What this task involves: In the entries below, find the line containing "Target: dry brown branch" and the line containing "-- sample [177,11].". Copy those two lines and everything between them exactly, without the pictures.

Supplied entries:
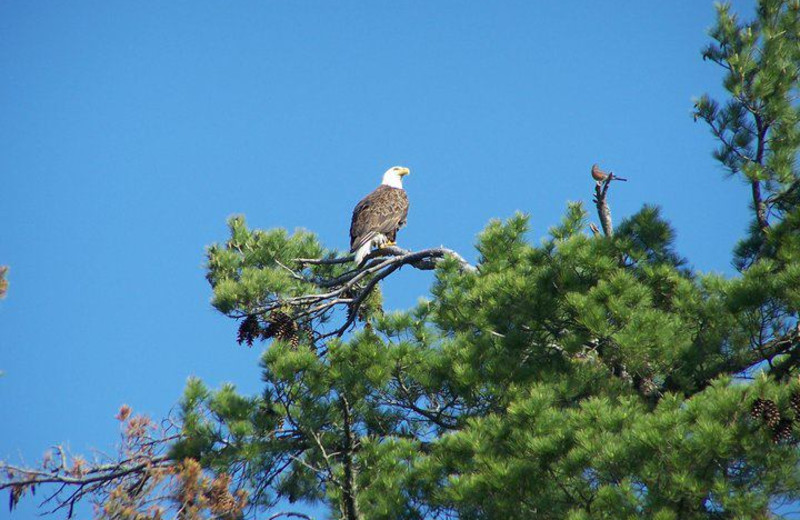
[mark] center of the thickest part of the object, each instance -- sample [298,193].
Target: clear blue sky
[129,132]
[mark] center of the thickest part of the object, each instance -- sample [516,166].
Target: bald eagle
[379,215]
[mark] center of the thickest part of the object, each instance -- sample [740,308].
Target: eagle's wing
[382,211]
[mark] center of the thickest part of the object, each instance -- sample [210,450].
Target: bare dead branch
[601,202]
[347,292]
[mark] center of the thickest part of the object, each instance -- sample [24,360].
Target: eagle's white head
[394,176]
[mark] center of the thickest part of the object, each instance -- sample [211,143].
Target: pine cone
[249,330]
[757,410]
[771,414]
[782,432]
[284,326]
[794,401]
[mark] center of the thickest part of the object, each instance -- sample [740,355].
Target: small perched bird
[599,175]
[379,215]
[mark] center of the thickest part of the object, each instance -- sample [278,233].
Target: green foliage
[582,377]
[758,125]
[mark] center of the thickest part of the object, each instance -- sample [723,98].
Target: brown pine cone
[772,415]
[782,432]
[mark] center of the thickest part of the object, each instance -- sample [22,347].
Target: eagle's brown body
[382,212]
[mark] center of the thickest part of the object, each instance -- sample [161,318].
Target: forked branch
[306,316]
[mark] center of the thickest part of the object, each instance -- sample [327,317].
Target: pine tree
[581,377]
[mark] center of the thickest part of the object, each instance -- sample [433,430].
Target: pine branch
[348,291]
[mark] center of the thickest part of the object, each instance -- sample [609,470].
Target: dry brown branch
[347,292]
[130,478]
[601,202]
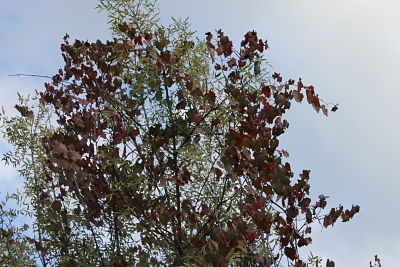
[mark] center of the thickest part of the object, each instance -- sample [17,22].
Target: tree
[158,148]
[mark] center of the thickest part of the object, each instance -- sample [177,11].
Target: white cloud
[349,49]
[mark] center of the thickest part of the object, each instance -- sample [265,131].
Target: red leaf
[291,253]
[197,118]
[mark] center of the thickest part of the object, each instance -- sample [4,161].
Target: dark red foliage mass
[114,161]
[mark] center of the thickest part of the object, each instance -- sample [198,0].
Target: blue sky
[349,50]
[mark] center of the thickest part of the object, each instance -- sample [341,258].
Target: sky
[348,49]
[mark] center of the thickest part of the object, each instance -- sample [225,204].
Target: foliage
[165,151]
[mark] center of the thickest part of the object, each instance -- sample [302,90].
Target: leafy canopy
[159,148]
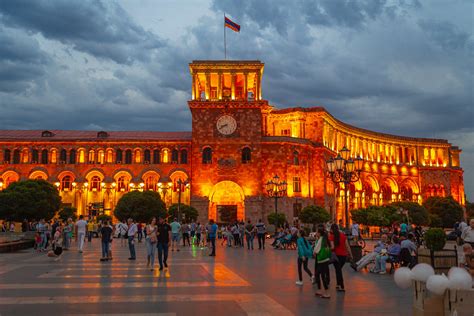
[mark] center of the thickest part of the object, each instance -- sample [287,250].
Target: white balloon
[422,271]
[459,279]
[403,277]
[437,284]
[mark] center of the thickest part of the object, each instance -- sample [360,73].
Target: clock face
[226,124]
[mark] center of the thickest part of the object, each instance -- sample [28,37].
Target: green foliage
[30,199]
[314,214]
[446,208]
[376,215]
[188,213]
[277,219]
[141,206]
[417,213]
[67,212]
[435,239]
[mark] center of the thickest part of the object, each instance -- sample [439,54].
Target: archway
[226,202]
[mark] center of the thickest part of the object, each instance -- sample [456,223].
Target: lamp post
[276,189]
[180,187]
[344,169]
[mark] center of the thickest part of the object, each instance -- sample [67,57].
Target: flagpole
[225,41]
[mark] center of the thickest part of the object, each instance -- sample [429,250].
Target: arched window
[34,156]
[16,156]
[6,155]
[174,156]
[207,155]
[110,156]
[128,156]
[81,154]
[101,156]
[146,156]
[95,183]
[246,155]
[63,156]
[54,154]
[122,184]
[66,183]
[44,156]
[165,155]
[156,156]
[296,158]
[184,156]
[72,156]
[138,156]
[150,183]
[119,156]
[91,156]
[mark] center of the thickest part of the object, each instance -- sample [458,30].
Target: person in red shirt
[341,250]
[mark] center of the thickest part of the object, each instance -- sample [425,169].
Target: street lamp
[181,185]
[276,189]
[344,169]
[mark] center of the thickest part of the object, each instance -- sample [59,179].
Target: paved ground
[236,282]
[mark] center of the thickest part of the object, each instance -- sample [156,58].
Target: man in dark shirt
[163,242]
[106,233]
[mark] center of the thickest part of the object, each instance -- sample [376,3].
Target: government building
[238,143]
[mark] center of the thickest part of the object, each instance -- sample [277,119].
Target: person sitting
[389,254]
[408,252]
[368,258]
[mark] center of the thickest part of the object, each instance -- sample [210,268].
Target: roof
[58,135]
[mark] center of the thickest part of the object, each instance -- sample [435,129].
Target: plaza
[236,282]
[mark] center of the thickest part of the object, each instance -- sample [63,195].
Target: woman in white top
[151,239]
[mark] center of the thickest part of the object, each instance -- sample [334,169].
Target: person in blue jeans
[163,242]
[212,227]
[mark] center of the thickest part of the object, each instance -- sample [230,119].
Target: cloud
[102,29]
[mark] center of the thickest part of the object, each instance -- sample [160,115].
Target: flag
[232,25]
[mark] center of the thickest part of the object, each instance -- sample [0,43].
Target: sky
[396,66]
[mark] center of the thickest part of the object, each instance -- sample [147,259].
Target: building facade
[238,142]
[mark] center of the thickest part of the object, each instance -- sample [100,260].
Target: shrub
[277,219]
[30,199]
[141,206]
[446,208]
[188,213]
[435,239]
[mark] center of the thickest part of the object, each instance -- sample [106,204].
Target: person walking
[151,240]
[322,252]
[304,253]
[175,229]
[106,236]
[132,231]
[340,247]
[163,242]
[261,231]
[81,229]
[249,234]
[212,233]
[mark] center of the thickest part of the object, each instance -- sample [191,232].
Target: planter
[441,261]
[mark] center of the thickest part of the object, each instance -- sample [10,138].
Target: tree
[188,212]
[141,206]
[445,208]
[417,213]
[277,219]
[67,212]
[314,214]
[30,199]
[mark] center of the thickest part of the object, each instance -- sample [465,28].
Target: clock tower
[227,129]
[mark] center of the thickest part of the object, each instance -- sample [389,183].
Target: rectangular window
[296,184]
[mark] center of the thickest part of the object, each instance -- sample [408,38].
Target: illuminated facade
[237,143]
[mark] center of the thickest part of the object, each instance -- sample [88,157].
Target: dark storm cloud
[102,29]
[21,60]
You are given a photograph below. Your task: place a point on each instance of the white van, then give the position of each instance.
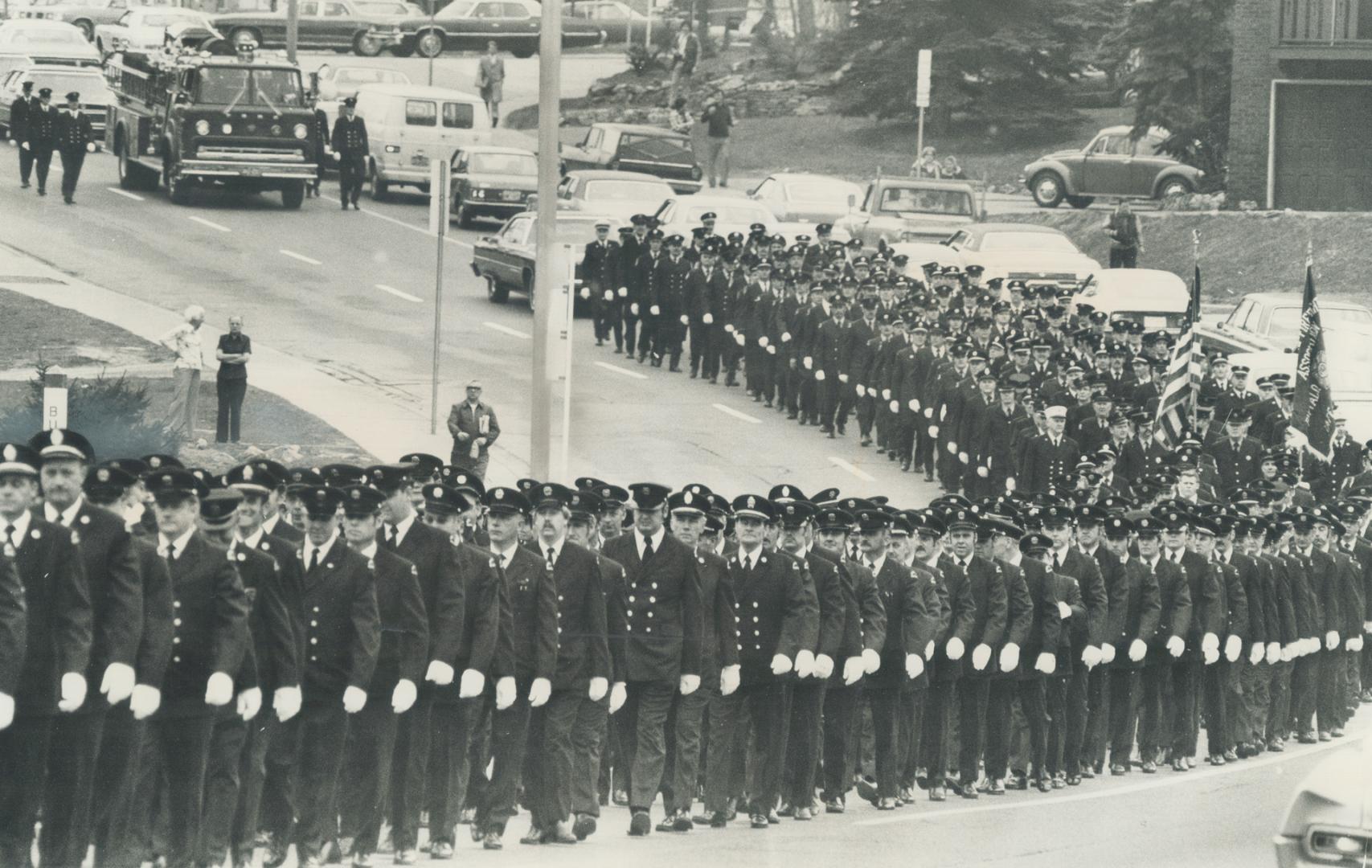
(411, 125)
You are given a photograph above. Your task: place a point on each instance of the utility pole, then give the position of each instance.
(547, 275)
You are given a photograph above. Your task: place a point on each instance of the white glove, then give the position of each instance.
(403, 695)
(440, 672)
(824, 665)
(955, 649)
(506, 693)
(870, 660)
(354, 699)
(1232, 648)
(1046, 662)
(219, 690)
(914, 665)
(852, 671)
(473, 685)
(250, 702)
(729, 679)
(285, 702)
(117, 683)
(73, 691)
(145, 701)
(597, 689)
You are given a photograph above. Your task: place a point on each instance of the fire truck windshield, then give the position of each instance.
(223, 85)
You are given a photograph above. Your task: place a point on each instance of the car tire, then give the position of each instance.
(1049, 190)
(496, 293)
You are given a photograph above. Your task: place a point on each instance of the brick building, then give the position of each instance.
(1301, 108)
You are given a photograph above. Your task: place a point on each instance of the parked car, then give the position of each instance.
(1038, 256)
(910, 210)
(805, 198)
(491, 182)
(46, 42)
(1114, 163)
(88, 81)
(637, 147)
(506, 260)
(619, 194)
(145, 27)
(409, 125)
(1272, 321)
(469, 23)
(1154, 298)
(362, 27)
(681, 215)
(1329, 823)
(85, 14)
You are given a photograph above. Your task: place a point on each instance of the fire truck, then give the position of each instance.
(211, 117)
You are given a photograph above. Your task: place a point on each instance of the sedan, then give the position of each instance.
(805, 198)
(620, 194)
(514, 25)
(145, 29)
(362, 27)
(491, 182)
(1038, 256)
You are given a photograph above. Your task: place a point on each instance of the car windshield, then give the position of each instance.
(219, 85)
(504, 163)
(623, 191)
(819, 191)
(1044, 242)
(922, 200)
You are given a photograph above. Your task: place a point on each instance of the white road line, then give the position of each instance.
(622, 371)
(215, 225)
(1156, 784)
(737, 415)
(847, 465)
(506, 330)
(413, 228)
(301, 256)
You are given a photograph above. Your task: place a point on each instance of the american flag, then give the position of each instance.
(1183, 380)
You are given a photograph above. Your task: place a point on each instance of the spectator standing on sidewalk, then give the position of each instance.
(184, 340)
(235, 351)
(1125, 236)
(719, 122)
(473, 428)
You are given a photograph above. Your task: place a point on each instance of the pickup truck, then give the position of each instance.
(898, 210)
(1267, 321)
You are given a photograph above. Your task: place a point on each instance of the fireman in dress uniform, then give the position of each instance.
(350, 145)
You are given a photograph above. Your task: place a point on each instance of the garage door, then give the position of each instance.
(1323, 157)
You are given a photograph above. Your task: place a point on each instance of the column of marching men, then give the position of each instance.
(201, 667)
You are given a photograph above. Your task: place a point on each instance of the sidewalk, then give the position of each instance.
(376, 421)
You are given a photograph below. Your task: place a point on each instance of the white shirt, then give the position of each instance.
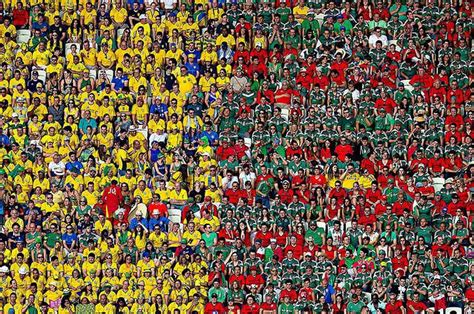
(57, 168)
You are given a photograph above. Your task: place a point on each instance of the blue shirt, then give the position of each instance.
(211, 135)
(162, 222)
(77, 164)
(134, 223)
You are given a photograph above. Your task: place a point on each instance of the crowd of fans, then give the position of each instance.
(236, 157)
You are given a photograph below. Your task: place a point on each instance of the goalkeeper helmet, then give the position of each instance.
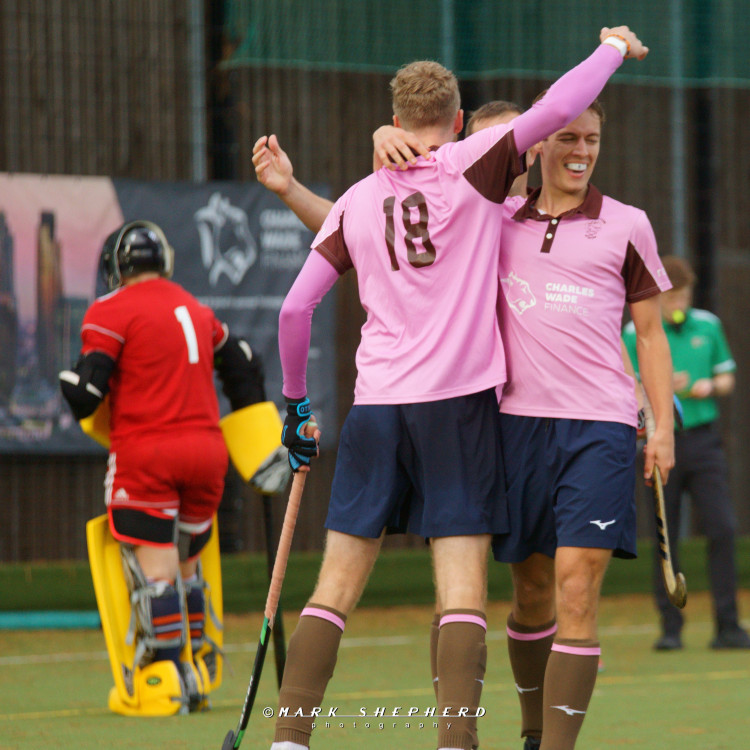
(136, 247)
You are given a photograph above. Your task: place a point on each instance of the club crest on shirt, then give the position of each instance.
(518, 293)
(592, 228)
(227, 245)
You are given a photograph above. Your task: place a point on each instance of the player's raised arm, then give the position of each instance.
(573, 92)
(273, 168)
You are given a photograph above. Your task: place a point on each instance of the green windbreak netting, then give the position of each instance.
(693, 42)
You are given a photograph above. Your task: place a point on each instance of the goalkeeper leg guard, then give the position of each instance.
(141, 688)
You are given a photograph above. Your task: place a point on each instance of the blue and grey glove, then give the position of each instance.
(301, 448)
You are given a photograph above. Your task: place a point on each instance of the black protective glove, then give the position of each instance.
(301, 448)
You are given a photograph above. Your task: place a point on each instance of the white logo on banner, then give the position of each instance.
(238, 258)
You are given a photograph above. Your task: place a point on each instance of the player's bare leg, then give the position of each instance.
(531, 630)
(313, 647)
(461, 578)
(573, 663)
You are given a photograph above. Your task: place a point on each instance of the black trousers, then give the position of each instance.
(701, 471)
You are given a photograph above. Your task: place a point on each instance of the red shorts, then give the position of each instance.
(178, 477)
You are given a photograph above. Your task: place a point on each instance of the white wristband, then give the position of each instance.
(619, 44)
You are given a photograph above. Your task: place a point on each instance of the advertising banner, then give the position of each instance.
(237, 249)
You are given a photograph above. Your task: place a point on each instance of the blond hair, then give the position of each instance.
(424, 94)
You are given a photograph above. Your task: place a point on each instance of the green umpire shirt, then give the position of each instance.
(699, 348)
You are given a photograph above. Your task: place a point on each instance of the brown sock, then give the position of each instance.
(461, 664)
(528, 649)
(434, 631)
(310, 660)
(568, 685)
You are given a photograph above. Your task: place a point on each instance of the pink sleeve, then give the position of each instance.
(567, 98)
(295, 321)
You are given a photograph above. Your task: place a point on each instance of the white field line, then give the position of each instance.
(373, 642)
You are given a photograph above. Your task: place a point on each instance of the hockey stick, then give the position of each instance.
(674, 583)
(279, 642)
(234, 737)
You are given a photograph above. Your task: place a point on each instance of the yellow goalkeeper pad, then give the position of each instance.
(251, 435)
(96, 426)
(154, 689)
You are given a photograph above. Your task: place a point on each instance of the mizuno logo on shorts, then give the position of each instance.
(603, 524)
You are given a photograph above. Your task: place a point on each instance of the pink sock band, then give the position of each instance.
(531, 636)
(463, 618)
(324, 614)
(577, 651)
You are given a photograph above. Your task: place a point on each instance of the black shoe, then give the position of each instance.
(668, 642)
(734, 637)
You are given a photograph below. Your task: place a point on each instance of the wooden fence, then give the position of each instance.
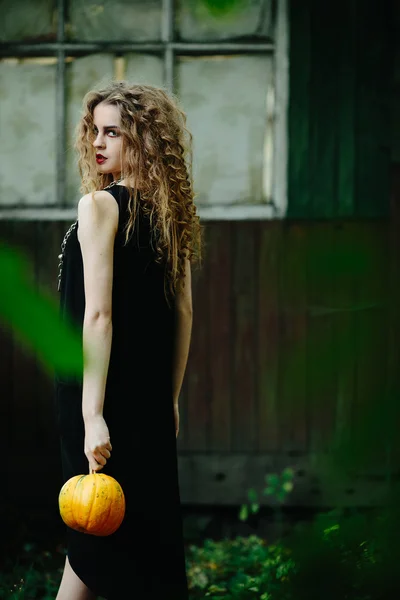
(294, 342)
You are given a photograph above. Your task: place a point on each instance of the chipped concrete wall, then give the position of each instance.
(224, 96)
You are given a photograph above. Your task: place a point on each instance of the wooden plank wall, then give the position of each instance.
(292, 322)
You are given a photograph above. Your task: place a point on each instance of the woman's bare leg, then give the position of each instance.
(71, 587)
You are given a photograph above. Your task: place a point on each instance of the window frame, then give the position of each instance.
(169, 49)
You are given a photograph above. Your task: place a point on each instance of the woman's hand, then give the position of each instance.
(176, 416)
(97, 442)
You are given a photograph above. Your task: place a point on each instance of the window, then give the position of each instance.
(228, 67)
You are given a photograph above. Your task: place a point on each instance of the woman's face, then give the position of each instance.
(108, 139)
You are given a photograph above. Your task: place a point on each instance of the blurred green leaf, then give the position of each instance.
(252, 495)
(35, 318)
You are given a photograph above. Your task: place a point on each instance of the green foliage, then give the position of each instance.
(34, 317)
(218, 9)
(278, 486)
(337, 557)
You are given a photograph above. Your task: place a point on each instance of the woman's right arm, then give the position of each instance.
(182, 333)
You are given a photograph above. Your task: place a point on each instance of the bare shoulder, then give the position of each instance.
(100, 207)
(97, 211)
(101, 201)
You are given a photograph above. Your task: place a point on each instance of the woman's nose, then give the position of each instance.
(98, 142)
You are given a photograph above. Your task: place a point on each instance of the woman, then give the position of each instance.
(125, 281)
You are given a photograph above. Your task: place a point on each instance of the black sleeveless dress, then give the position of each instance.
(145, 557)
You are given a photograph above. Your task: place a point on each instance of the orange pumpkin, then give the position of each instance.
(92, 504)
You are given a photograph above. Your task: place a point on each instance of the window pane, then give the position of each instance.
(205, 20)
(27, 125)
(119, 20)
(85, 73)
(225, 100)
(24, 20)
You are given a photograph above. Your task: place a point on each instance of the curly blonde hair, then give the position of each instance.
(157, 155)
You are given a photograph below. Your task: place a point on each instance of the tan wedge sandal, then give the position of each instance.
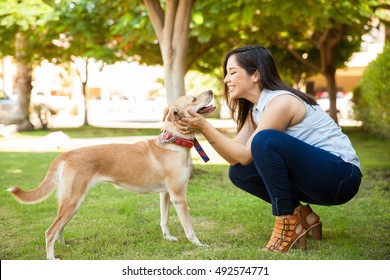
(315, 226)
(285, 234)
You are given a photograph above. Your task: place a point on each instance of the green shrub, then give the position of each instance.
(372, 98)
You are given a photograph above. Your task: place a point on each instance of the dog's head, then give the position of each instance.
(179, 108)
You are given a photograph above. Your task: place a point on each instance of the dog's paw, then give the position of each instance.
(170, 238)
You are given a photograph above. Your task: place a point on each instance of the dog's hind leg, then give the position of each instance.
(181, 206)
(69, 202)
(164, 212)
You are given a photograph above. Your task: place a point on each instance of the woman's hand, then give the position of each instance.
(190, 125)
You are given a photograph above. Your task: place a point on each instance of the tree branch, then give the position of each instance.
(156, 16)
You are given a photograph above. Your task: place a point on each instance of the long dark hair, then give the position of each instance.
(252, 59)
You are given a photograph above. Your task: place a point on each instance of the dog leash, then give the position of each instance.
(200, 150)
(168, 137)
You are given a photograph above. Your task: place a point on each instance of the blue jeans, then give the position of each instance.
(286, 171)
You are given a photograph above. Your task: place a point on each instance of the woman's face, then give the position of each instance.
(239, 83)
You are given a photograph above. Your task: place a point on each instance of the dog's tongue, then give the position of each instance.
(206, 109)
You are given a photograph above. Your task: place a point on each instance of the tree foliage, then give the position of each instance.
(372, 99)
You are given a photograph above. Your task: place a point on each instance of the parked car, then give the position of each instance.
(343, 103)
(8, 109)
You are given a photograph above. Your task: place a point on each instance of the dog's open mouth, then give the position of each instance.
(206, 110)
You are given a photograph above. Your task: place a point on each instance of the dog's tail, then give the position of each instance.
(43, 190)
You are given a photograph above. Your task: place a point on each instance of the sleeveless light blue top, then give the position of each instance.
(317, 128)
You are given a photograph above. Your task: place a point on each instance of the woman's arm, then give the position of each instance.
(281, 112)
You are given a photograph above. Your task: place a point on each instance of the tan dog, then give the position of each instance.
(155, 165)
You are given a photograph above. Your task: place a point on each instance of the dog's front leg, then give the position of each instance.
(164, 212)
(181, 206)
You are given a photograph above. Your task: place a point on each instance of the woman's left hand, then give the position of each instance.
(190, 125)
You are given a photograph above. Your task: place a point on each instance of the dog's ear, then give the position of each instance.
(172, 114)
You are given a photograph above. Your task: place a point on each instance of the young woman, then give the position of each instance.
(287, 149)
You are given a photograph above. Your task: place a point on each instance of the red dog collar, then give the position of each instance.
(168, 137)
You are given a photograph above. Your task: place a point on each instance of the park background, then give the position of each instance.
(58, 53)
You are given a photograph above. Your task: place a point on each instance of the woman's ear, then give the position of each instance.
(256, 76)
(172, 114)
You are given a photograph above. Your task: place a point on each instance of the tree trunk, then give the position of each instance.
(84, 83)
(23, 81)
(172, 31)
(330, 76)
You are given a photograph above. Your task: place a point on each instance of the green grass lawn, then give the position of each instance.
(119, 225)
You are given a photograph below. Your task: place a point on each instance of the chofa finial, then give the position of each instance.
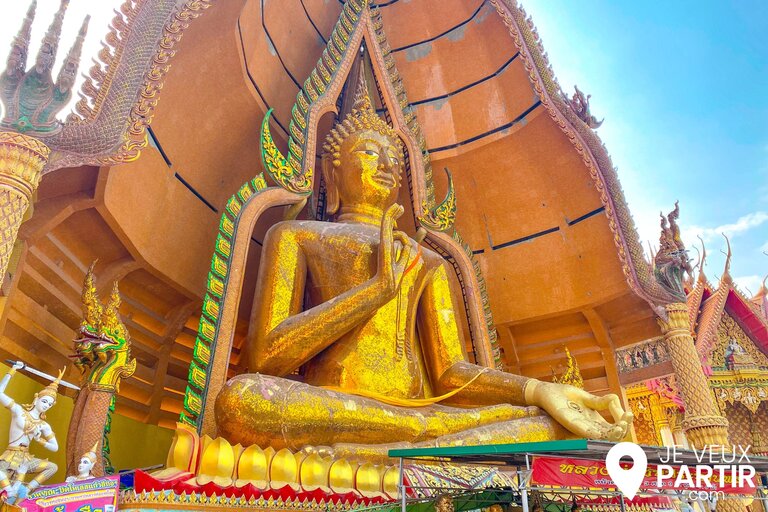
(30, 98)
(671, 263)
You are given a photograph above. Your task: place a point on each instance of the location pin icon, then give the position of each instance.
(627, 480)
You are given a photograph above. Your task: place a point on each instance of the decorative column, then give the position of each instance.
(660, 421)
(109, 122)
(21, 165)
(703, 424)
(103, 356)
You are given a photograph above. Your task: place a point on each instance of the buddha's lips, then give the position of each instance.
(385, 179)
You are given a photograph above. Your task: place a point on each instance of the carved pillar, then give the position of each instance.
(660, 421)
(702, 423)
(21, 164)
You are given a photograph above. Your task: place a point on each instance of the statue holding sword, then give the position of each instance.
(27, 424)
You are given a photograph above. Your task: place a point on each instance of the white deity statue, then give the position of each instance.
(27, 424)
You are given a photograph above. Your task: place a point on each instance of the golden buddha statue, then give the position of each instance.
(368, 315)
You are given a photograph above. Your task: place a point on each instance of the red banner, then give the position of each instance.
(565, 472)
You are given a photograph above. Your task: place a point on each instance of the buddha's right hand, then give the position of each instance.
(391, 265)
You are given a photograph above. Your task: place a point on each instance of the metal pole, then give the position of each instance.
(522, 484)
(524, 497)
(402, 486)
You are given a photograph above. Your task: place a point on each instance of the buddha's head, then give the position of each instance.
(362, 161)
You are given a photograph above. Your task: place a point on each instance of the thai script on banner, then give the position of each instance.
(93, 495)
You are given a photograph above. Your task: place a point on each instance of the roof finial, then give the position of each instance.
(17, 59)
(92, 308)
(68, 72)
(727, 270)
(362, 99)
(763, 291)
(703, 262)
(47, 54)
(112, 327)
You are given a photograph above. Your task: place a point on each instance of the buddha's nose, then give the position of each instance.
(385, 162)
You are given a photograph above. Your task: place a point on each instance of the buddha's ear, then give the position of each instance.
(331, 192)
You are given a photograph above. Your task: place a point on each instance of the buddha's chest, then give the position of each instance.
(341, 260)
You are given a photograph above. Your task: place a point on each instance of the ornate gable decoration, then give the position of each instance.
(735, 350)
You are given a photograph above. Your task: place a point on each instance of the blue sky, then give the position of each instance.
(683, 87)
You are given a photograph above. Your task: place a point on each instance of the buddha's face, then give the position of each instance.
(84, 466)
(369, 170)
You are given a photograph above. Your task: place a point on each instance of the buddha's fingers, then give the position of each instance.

Written response:
Target: dry brown branch
[347,292]
[130,478]
[601,202]
[mark] center of the thickest part of the object, each instance -- sample [17,22].
Target: tree
[158,148]
[mark] center of the thickest part of the object, each instance -- sample [177,11].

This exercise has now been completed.